* start RAW DATA *
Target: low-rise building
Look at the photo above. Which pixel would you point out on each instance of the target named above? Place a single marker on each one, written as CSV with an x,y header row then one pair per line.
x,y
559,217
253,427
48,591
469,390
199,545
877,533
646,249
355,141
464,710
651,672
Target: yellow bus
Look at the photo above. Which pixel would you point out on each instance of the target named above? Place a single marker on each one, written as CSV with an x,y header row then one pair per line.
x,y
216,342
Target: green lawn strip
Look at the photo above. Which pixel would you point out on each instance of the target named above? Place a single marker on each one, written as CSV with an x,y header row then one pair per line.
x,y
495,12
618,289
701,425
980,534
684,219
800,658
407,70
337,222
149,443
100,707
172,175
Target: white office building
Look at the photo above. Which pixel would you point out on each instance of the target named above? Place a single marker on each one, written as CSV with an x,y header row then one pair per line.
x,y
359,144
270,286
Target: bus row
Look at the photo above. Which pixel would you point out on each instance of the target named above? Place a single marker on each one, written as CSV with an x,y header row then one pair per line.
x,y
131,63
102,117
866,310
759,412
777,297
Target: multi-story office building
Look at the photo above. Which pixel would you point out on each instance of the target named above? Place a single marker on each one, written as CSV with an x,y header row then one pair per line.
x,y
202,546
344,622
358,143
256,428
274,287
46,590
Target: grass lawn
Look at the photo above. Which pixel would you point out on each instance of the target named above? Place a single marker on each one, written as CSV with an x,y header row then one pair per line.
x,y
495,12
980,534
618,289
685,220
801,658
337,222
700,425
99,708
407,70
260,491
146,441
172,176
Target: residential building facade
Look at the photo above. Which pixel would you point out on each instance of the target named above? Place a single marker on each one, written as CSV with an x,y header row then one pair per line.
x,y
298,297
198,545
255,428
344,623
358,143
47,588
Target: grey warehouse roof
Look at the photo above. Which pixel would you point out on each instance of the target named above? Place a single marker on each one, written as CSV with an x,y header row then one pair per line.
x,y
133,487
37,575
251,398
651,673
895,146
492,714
* end RAW DATA *
TASK REQUIREMENTS »
Reproduce every line from the one containing "Target: grass lawn" through the final line of the items, requests included. Scale each x,y coordinate in the answers by 1.9 and round it to a whole number, rounding halves up.

ANSWER BELOW »
Target: grass lawn
Look at the photo above. Which pixel would you point out on each instance of the target named above? Place a single marker on each one, written as CSV with an x,y header row then one pair per line.
x,y
941,23
1862,1015
1174,549
1302,418
1522,1250
640,422
1330,808
188,1345
773,133
494,933
277,838
327,334
Target: residential building facade
Look at the photo above. Which pixel would you point out on each instance of the target named above? Place a single marker on each one, written as CSV with an x,y header row then one pair per line.
x,y
566,564
376,1036
485,813
654,1184
680,272
89,1117
Target: grey warehouse roof
Look at the photo above. Which pixel would you point out on each instance of the target named above? Place a single marker on each one, written as CSV with an x,y header row then one pair per line.
x,y
253,925
70,1093
477,756
1237,1279
1701,277
935,1357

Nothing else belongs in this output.